** start of Material **
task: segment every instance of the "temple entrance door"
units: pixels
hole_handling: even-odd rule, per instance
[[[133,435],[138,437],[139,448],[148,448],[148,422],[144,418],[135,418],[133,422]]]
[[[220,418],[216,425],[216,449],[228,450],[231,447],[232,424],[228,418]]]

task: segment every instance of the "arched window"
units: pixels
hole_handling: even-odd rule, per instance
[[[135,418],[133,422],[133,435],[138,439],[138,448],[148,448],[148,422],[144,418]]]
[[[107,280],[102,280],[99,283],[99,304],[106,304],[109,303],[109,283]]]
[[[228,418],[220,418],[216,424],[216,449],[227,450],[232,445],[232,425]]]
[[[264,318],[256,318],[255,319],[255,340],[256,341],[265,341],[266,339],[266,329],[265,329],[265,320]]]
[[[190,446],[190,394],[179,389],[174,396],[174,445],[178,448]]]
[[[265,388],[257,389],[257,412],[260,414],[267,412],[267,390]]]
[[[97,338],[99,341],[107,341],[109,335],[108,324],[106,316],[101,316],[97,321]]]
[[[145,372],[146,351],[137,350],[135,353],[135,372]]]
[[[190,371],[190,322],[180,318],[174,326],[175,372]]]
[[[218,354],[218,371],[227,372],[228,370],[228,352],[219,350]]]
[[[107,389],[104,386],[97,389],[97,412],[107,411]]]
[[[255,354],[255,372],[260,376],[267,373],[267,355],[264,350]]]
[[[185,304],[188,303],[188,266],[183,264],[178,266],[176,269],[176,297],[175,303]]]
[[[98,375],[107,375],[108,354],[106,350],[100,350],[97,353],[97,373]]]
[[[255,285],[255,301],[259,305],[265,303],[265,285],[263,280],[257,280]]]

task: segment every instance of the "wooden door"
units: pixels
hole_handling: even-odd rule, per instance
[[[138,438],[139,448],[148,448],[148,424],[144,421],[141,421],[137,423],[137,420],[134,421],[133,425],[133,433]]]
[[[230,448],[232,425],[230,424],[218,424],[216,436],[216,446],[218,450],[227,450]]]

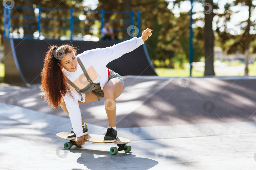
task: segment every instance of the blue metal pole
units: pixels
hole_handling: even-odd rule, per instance
[[[11,9],[8,9],[8,37],[10,38],[10,30],[11,29]]]
[[[41,34],[41,7],[38,7],[38,9],[39,10],[39,12],[38,13],[38,16],[37,17],[37,30],[39,33],[39,35],[38,36],[39,39]]]
[[[101,30],[104,27],[104,11],[103,9],[101,9]]]
[[[130,12],[130,15],[131,15],[131,20],[130,20],[130,22],[131,23],[131,26],[133,26],[133,11],[131,11]],[[133,37],[131,36],[131,37],[130,37],[130,39],[131,39],[133,38]]]
[[[73,8],[70,8],[70,40],[73,37]]]
[[[5,29],[6,26],[6,8],[3,8],[3,38],[5,39],[6,36],[5,35]]]
[[[192,27],[192,23],[193,23],[193,19],[192,17],[193,14],[193,12],[192,11],[193,9],[193,0],[191,0],[191,10],[190,11],[190,38],[189,62],[190,63],[190,76],[191,76],[192,74],[192,62],[193,62],[193,28]]]
[[[138,29],[139,29],[139,33],[138,34],[137,37],[139,38],[140,37],[140,11],[139,10],[138,10],[137,12],[137,26]]]

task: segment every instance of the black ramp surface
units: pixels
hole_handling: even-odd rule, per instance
** end of Material **
> Instructions to follow
Copy word for word the lines that start with the one containing "task: segment every instance of the black" and run to the final line above.

> Correct output
task: segment every instance of the black ramp surface
units: pixels
hole_handling: even-odd rule, per instance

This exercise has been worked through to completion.